__Work required__:
Collect every line of the records that contains the string "negative".

__Exercise input__:
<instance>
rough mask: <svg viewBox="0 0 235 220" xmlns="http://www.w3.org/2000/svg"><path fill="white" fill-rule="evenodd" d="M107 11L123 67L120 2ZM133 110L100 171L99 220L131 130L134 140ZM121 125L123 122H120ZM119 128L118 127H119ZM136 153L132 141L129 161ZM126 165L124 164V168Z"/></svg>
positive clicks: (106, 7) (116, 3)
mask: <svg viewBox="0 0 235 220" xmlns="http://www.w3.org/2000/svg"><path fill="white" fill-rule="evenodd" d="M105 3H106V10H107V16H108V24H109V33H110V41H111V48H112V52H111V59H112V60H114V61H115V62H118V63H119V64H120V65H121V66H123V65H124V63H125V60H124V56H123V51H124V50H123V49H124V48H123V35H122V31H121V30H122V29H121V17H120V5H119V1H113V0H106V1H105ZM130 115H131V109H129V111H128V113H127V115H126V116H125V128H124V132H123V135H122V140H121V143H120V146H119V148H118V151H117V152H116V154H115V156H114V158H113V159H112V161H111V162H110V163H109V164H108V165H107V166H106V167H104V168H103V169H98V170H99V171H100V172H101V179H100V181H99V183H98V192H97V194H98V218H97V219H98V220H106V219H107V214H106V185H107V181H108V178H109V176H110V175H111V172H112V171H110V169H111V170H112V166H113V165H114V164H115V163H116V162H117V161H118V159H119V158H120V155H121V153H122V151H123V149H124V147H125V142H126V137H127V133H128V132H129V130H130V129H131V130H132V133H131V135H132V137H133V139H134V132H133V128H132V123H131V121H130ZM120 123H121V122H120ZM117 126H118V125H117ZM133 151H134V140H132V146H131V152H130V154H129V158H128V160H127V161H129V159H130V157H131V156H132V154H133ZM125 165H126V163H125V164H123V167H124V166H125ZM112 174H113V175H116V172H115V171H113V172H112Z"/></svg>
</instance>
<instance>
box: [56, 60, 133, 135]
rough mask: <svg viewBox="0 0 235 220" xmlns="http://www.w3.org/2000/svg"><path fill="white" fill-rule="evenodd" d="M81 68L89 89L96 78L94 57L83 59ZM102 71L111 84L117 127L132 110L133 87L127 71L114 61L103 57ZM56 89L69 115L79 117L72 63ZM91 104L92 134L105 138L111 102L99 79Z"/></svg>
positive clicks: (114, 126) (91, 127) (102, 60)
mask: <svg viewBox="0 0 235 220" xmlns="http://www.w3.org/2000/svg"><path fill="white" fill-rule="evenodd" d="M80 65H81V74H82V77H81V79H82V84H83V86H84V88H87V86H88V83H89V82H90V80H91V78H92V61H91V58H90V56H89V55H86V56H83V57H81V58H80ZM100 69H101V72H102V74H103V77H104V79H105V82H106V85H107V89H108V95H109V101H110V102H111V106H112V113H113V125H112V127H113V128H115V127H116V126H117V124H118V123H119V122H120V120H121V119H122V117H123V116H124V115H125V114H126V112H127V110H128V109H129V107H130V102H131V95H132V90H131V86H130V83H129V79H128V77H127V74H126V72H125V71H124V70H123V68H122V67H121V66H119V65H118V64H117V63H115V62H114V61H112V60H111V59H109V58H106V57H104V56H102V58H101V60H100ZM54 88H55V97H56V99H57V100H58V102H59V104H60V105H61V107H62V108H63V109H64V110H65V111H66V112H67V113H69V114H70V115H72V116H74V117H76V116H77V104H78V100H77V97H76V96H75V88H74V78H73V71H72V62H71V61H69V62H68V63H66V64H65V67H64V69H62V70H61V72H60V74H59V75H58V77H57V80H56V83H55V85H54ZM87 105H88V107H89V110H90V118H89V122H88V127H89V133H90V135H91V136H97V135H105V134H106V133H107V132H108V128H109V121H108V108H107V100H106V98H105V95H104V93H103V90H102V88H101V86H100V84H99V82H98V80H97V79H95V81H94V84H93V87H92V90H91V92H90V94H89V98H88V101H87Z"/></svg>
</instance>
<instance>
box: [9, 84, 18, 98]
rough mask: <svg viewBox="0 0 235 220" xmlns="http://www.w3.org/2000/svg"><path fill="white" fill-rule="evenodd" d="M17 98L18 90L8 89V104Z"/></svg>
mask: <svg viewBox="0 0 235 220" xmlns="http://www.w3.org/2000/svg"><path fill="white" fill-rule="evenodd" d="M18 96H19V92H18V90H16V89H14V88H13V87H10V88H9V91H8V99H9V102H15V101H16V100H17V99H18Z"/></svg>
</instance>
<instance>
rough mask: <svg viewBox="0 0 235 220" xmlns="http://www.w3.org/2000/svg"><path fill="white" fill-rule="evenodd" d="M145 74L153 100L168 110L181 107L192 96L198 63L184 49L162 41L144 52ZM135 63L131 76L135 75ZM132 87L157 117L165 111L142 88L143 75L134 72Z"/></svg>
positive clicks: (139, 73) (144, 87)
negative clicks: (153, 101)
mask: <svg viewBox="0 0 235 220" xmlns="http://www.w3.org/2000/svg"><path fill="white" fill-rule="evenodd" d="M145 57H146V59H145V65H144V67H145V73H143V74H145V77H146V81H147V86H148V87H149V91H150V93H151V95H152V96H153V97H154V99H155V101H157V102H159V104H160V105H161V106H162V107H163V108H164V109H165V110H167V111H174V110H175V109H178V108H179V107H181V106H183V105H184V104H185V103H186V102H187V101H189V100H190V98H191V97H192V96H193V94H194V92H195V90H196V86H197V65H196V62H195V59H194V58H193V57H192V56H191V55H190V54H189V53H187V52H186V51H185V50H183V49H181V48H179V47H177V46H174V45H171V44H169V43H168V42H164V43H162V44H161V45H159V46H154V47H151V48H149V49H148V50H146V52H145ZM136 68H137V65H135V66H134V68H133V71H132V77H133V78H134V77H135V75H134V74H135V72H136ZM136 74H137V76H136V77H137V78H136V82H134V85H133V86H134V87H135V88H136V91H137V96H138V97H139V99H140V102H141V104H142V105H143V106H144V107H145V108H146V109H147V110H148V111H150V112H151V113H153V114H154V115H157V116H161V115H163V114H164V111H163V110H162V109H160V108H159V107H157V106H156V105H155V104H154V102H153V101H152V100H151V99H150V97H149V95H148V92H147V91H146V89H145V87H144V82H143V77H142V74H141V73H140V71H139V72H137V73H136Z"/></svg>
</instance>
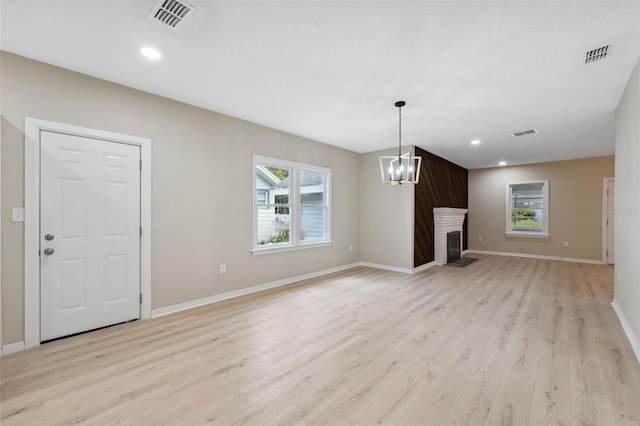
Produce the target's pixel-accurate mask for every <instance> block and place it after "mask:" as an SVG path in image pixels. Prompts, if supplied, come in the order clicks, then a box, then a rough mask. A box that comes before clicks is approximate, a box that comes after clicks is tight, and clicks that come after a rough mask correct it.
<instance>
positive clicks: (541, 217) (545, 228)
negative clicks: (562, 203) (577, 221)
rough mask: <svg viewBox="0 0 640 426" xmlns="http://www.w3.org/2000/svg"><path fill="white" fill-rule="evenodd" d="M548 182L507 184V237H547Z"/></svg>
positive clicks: (509, 183) (548, 207)
mask: <svg viewBox="0 0 640 426" xmlns="http://www.w3.org/2000/svg"><path fill="white" fill-rule="evenodd" d="M548 211H549V181H548V180H539V181H530V182H511V183H507V212H506V213H507V214H506V220H507V232H506V234H507V235H511V236H528V237H543V238H546V237H548V236H549V215H548Z"/></svg>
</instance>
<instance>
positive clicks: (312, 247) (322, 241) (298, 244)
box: [251, 241, 333, 256]
mask: <svg viewBox="0 0 640 426" xmlns="http://www.w3.org/2000/svg"><path fill="white" fill-rule="evenodd" d="M332 244H333V241H319V242H317V243H304V244H298V245H297V246H284V247H268V248H267V247H265V248H256V249H253V250H251V253H253V255H254V256H261V255H263V254H272V253H284V252H287V251H298V250H306V249H310V248H319V247H328V246H330V245H332Z"/></svg>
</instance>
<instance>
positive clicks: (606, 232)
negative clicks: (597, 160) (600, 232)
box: [602, 177, 615, 265]
mask: <svg viewBox="0 0 640 426" xmlns="http://www.w3.org/2000/svg"><path fill="white" fill-rule="evenodd" d="M609 182H615V178H613V177H606V178H602V264H603V265H607V264H608V263H609V256H608V254H607V252H608V241H609V235H608V233H607V231H608V225H607V221H608V220H611V221H613V220H615V215H614V214H613V213H614V212H610V211H609V207H608V206H607V204H608V203H607V202H608V200H609V196H608V195H607V188H608V186H609ZM614 195H615V194H614ZM614 226H615V223H614ZM614 257H615V253H614Z"/></svg>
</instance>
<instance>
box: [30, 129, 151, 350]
mask: <svg viewBox="0 0 640 426" xmlns="http://www.w3.org/2000/svg"><path fill="white" fill-rule="evenodd" d="M41 131H49V132H57V133H64V134H69V135H74V136H82V137H87V138H91V139H99V140H104V141H109V142H118V143H125V144H130V145H136V146H139V147H140V158H141V160H142V170H141V171H140V224H141V226H142V237H141V241H140V290H141V293H142V304H141V307H140V310H141V317H142V319H147V318H151V140H150V139H147V138H141V137H137V136H129V135H124V134H120V133H114V132H108V131H104V130H96V129H89V128H85V127H78V126H72V125H68V124H63V123H56V122H52V121H46V120H40V119H36V118H32V117H25V122H24V133H25V167H24V190H25V200H24V202H25V204H24V207H25V218H24V346H25V349H28V348H32V347H35V346H39V345H40V255H39V250H40V132H41Z"/></svg>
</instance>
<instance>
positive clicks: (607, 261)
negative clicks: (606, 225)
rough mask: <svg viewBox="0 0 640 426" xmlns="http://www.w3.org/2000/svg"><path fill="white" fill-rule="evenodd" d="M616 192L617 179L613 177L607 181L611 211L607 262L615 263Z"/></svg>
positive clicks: (607, 223) (608, 203)
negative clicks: (613, 234)
mask: <svg viewBox="0 0 640 426" xmlns="http://www.w3.org/2000/svg"><path fill="white" fill-rule="evenodd" d="M614 192H615V181H614V180H613V179H611V180H609V181H607V210H608V212H609V216H608V218H607V263H608V264H610V265H611V264H613V263H614V258H613V254H614V253H613V230H614V228H615V222H616V221H615V219H616V217H615V215H614V214H613V212H614V203H613V197H614V195H615V194H614Z"/></svg>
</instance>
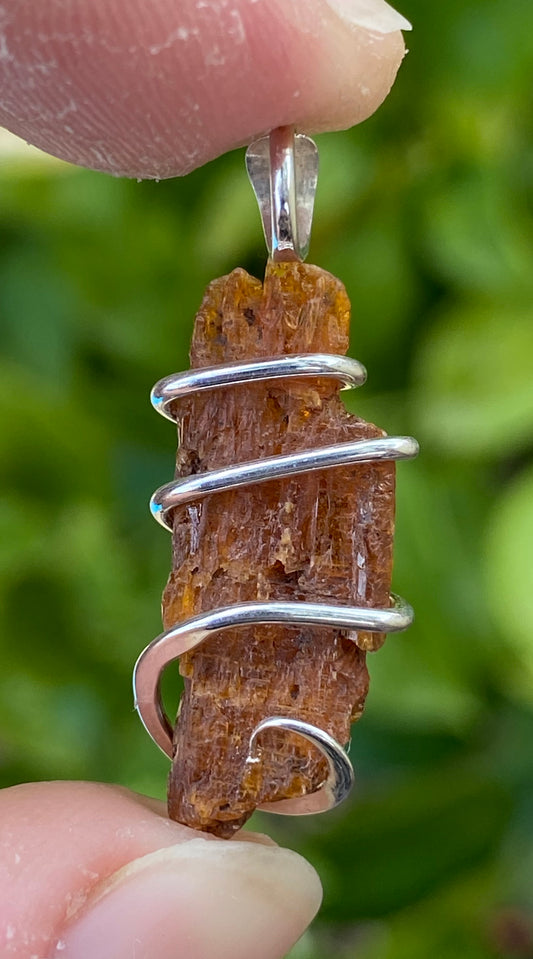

__The completed task__:
negative clicks: (153, 101)
negative clicks: (562, 203) (577, 221)
negative clicks: (597, 160) (600, 232)
negative clicks: (606, 225)
negative clicks: (613, 234)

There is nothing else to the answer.